Exercise description:
Copy out the forum thread about opening a Papa Johns franchise word for word, from its title through the final reply.

Source document:
# Papa johns franchise



## Alpina-d3 (Mar 16, 2011)

Hi all

just looking to do something new, been lllooking into buying a starting up a franchise store.

At the moment I'm earning no interest on my savings and already have a couple of rental properties so I don't want to go the property route.

However, from what I've seen and witnessed Domino's and Papa Johns franchises seem to do very well.

Do any if you guys have any experiance or views on setting up a store, the nearest to my town is 5 miles away.

Thanks


----------



## centenary (Sep 5, 2010)

Alpina-d3 said:


> Hi all
> 
> just looking to do something new, been lllooking into buying a starting up a franchise store.
> 
> ...


Be very, very careful with a franchise. I lost a lot of money on one and to be frank, I wouldnt advise anyone in their right mind to take one on.

For a start there are undoubted successes especially in your big high street names such as doms, pizza hut and the like.

I spoke to a lot of franchisees before I bought mine and they all said 'yep come in, the water is lovely' but once I'd signed up and was on the inside, those same people were more open and honest and said they were looking for a way out.

The franchise agreement is pretty watertight. You'll be lucky to get out once signed up.

The master franchisor will often only allow you to buy from their preferred supplier. I found out that I could buy cheaper from other sources than the preferred supplier but want allowed to. So, I was frequently unable to compete on price and was buying stuf at almost the same price others were selling at.

You have to pay a percentage of your turnover or profit each month to the frnachisor.

Franching is often sold as working for yourself under the umbrella of a name. But the fact is, the franchisor will be on to you like an employee if you arent producing the figures and paying him his 'required' commission every month.

Data shown:
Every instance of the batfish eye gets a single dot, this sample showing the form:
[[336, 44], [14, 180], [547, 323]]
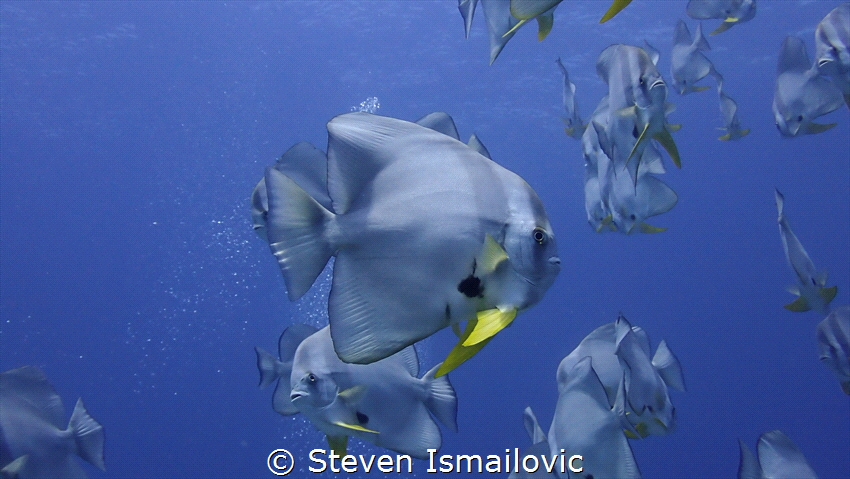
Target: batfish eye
[[539, 235]]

Complete response:
# Papa johns franchise



## Alpina-d3 (Mar 16, 2011)

Hi all

just looking to do something new, been lllooking into buying a starting up a franchise store.

At the moment I'm earning no interest on my savings and already have a couple of rental properties so I don't want to go the property route.

However, from what I've seen and witnessed Domino's and Papa Johns franchises seem to do very well.

Do any if you guys have any experiance or views on setting up a store, the nearest to my town is 5 miles away.

Thanks


----------



## centenary (Sep 5, 2010)

Alpina-d3 said:


> Hi all
> 
> just looking to do something new, been lllooking into buying a starting up a franchise store.
> 
> ...


Be very, very careful with a franchise. I lost a lot of money on one and to be frank, I wouldnt advise anyone in their right mind to take one on.

For a start there are undoubted successes especially in your big high street names such as doms, pizza hut and the like.

I spoke to a lot of franchisees before I bought mine and they all said 'yep come in, the water is lovely' but once I'd signed up and was on the inside, those same people were more open and honest and said they were looking for a way out.

The franchise agreement is pretty watertight. You'll be lucky to get out once signed up.

The master franchisor will often only allow you to buy from their preferred supplier. I found out that I could buy cheaper from other sources than the preferred supplier but want allowed to. So, I was frequently unable to compete on price and was buying stuf at almost the same price others were selling at.

You have to pay a percentage of your turnover or profit each month to the frnachisor.

Franching is often sold as working for yourself under the umbrella of a name. But the fact is, the franchisor will be on to you like an employee if you arent producing the figures and paying him his 'required' commission every month.